> _READING TEXT_:
§ §
The sermon did later generate discussion about AI. “I think the congregation just didn’t know how to respond to my admission – it was so leftfield,” he says.

Using AI to preach might once have been considered taboo, but it is now a matter of staunch debate across Christian denominations. In late May, Pope Leo XIV published a major teaching (known as an encyclical) which stressed how any use of AI should serve humanity, which he said “must never be replaced”. 

“Christianity is a communal enterprise from the start and that’s why we have physical churches with congregations”

The Anglican Church has no singular framework for AI. The Rev Dr Simon Cross, AI Policy Lead for the Church of England, explains that each of the 42 dioceses are responsible for their own policies. He says the best guidelines “cluster around a set of principles rather than a Ten Commandments, ‘thou shalt or shalt not’ approach”.

Peyton has not repeated his experiment. “I enjoy the creative process, plus an AI sermon will not capture the micro-context and life of that particular congregation, on that particular Sunday, or world events,” he says.

Away from the altar, laypeople are also turning to AI for faith-related matters. The app Bible Chat allows believers to seek spiritual guidance and has over 25 million users. PriestChat offers a platform to ask questions of an AI priest, even encouraging confession. Magisterium AI is Catholicism’s premier answer engine. 

The latter is how Dr Tomislav Karačić, assistant professor in Information Systems at the London School of Economics, arrived at his current research. He first discovered the tool for personal reasons. Once a vocal atheist, he found talking about his conversion challenging. “It was easier to talk to a chatbot,” he explains. “It was a tool I could use to compensate for not knowing enough.” 

Karačić is not alone. In his research, he has interviewed atheists who converted after conversations about faith with ChatGPT.

While inputting a prompt into an AI may help answer spiritual questions, Peyton says it will never truly replace authentic human religious experience. 

“Christianity is a communal enterprise from the start and that’s why we have physical churches with congregations,” he says. “It’s all about being together without losing your sense of being an individual.”

Peyton argues that sharing human experiences is essential, with the loss of loved ones being a prime example. He refers to times when he has entered a church on a simple errand and ended up providing comfort to a visitor, whether by lighting a candle with them or praying by their side. “That is a proper human encounter. You’re not going to get that from AI,” he says.

Where AI requires a deliberate input, a chance interaction with a priest may encourage someone seeking comfort to open up when they otherwise might not. “Good clergy are attuned to that,” he explains. “Your ears prick up and you sense somebody is looking for more.” 

Other issues emerge relating to the ethics of using AI. Cross is steadfast in his belief that “nobody understands quite how costly for the environment some of these tools are”.
§ §
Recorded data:
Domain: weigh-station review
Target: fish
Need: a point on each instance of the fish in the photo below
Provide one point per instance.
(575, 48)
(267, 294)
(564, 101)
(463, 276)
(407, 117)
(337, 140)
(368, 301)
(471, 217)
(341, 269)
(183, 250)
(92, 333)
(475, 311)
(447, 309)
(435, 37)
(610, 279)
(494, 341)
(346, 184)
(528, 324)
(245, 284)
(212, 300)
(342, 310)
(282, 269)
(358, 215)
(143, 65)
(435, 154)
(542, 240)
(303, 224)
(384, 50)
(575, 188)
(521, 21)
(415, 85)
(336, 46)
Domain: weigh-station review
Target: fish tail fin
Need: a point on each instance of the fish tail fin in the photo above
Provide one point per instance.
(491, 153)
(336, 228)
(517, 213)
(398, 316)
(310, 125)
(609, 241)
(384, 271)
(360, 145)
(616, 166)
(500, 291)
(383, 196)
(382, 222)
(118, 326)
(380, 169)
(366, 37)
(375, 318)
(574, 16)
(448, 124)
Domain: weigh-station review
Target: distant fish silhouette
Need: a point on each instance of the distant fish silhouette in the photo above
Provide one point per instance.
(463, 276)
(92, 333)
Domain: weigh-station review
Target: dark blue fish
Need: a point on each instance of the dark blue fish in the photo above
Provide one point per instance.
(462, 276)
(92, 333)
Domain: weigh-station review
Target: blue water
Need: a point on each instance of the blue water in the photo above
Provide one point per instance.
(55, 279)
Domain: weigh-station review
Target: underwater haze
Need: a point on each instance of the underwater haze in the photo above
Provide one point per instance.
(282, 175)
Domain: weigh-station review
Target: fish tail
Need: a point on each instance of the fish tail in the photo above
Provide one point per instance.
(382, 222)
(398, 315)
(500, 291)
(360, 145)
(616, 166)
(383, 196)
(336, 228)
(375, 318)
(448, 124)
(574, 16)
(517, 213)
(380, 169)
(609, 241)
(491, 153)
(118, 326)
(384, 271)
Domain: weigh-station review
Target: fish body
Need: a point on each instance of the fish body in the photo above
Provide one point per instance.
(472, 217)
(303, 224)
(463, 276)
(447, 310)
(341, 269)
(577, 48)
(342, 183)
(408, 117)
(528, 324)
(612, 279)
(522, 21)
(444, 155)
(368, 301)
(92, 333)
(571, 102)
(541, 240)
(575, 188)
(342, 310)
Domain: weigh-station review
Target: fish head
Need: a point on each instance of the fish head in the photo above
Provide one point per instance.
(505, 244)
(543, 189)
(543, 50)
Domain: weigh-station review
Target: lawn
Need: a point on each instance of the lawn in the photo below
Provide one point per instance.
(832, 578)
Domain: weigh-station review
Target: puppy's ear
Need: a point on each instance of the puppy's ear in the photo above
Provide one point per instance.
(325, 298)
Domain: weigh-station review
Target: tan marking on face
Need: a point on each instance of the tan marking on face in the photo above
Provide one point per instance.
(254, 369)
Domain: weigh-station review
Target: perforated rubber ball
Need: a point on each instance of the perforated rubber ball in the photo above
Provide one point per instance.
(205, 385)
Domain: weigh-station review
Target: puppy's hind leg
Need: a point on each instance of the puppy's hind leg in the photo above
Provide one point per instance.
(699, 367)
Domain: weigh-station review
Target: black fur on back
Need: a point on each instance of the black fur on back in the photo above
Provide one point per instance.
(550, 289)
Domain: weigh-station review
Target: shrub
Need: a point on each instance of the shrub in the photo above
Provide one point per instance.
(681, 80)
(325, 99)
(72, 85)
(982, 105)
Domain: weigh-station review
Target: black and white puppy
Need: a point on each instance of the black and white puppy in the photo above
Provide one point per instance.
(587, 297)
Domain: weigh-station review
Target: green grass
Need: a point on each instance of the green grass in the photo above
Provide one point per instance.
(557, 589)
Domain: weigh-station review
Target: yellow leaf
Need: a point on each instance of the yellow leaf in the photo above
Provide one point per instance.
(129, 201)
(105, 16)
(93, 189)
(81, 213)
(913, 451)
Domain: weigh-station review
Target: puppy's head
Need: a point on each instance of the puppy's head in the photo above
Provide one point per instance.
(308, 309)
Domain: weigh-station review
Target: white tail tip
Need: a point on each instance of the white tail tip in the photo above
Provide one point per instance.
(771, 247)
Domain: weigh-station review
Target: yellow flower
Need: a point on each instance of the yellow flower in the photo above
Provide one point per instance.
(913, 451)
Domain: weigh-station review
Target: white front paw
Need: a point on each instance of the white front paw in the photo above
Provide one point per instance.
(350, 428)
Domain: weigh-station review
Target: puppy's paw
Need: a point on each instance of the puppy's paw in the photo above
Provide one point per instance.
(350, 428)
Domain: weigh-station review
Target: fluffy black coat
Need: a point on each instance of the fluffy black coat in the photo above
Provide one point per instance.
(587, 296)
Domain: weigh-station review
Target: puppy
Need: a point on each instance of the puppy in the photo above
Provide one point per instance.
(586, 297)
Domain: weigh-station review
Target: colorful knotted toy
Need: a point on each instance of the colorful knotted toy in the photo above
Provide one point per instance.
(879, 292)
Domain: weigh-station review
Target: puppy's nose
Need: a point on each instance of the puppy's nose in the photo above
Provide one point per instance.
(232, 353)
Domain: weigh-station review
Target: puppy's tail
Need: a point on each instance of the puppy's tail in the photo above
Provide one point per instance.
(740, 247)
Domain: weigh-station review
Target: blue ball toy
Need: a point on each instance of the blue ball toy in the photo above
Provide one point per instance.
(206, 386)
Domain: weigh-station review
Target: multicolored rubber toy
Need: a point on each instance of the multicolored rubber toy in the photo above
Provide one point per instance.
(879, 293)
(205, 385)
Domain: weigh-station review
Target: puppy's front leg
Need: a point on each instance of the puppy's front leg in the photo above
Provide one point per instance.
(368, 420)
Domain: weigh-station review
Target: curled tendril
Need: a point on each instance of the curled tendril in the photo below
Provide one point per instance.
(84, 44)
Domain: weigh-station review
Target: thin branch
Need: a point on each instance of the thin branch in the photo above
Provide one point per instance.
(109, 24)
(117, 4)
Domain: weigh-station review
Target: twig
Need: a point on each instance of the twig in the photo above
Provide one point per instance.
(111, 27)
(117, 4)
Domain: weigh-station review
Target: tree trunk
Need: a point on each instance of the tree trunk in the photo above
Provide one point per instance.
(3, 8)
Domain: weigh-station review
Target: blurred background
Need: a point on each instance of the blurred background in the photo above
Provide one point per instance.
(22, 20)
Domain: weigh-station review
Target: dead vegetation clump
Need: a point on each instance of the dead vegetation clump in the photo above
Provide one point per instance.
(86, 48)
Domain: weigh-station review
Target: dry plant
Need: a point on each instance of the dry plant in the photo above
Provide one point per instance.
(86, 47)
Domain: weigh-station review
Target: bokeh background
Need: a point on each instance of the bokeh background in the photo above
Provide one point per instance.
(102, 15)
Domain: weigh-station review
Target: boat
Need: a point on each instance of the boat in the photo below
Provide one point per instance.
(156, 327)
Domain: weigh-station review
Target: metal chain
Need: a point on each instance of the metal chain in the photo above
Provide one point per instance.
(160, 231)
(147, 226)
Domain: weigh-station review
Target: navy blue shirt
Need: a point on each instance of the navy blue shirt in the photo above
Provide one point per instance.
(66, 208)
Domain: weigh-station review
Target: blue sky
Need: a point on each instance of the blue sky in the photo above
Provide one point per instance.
§ §
> _ASSIGNMENT_: Reproduce the passage of the article on AI and faith that begins with the words "Away from the" and ends with "premier answer engine.". These items are separate material with no connection to the article on AI and faith.

> _ANSWER BOX_:
Away from the altar, laypeople are also turning to AI for faith-related matters. The app Bible Chat allows believers to seek spiritual guidance and has over 25 million users. PriestChat offers a platform to ask questions of an AI priest, even encouraging confession. Magisterium AI is Catholicism’s premier answer engine.